Shankar Sharma: India's Economic Slowdown Won't Reverse Soon, Flags Capex Risk
Shankar Sharma on India's economic slowdown, capex risks

Veteran investor Shankar Sharma has delivered a sobering assessment of India's economic prospects, stating that the current slowdown is unlikely to reverse in the near term. The founder of GQuant, an AI-tech firm, argues that while equity markets might experience a mid-cycle rally, broader economic revival in 2026 will be constrained by significant fiscal pressures, tepid tax revenue growth, and currency challenges.

The Core Conflict: People vs. Markets

Sharma points to a fundamental tension in India's current economic policy. Low inflation keeps the public satisfied but acts as "poison for equity markets," which thrive when companies have pricing power in a mildly inflationary environment. This places policymakers in a difficult position, having to choose between popular sentiment and market performance.

He notes that India's bearish market phase is uniquely playing out against a bullish global backdrop. While European, Latin American, and several Asian markets have delivered stellar returns, India and the US have been the notable laggards in 2024, both sitting in the bottom quartile of global equity performance.

▸ **ROWS**

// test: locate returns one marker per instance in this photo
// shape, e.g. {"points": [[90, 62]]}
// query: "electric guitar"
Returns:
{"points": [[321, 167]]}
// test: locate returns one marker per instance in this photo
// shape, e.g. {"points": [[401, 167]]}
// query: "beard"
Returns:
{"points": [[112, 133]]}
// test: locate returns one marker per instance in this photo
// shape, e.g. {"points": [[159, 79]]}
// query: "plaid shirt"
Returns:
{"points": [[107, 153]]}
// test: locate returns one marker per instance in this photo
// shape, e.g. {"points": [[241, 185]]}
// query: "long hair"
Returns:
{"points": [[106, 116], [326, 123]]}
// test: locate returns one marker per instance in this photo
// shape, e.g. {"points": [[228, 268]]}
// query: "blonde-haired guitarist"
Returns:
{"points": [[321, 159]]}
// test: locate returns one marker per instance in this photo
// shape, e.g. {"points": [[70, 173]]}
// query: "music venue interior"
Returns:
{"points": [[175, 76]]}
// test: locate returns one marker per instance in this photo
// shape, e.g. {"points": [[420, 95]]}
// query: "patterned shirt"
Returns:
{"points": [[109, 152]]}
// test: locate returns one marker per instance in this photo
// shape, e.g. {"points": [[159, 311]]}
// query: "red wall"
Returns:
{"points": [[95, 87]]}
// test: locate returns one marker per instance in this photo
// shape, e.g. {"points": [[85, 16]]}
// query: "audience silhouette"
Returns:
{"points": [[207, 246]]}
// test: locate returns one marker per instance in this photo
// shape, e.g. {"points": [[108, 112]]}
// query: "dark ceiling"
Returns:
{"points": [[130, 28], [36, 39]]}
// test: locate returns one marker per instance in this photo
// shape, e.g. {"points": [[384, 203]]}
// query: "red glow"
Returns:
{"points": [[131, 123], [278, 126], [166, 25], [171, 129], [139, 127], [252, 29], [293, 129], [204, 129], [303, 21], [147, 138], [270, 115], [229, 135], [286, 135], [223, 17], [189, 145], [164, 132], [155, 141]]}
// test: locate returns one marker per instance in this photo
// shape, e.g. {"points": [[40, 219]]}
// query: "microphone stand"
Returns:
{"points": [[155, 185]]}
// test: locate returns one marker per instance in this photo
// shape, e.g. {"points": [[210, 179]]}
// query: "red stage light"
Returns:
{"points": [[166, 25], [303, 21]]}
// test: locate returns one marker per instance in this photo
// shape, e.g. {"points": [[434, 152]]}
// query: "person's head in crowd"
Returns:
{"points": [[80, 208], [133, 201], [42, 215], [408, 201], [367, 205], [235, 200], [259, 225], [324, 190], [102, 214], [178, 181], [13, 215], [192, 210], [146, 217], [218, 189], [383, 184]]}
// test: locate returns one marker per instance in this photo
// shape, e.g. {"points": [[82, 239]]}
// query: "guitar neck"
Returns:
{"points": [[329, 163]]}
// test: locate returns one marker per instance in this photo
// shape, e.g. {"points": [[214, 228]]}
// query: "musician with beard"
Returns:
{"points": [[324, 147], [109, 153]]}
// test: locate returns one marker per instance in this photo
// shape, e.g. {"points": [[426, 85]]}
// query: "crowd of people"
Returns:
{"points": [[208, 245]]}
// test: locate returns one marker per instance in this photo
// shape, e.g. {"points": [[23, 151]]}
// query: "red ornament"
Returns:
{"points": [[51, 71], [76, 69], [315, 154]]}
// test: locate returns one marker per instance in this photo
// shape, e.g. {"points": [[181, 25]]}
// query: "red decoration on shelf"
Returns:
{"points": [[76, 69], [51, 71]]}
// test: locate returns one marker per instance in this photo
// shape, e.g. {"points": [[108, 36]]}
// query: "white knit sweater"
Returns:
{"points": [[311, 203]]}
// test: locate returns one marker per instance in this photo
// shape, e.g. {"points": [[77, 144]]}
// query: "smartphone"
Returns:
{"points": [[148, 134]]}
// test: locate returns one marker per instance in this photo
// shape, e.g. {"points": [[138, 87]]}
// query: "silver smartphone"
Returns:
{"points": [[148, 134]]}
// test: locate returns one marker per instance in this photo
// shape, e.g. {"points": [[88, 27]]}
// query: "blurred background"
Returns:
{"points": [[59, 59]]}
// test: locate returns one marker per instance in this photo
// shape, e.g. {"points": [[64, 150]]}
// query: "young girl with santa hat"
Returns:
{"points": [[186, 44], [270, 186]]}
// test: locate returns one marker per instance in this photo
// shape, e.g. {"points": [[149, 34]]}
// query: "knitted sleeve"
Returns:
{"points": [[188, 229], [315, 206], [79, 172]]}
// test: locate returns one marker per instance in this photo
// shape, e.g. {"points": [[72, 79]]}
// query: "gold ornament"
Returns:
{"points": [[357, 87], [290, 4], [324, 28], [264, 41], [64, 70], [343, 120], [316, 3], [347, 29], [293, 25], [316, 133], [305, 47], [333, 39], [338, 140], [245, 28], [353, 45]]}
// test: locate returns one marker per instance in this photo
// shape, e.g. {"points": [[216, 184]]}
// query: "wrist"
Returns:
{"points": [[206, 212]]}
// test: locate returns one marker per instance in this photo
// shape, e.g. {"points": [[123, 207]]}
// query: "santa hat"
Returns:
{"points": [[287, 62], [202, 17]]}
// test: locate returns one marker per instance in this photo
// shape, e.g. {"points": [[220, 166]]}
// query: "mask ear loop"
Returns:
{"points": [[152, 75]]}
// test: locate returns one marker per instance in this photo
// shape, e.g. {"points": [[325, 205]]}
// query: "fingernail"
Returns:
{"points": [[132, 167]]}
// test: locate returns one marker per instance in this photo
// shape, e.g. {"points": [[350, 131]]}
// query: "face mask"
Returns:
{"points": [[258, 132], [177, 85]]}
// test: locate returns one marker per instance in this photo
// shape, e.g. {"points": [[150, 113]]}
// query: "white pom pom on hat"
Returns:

▸ **THE TASKS**
1. In the article on Shankar Sharma's view of India's economy, which two markets were the notable laggards in 2024?
2. Please continue the article on Shankar Sharma's outlook for India's economy from where it stops.

▸ **EXERCISE RESULTS**
1. India and the US.

2.
Fiscal Squeeze and the Capex Conundrum

A primary concern for Sharma is the weak growth in tax receipts. He warns that the government's reliance on capital gains and securities transaction taxes is proving unreliable, with revenues likely to fall short of budget estimates. This shortfall will likely be bridged by higher duties on oil, he predicts.

The more significant casualty, however, will be central government capital expenditure (capex). Sharma expects the government to prioritise meeting its fiscal deficit target, which will inevitably squeeze public spending on infrastructure and long-term projects. "The 'stock-marketisation' of India’s fiscal policy should worry anyone paying attention," he remarked.

Why Foreign Investors Are Deserting India

Sharma provides a stark arithmetic for foreign portfolio investors (FPIs) that explains the ongoing capital exodus. With India's nominal GDP growth around 8%, equity returns might compound at a similar rate. After deducting taxes (~15%) and accounting for an annual rupee depreciation of about 4%, foreign investors are left with real returns of less than 3% per year in dollar terms. "And then we ask why foreign investors are deserting India," he stated.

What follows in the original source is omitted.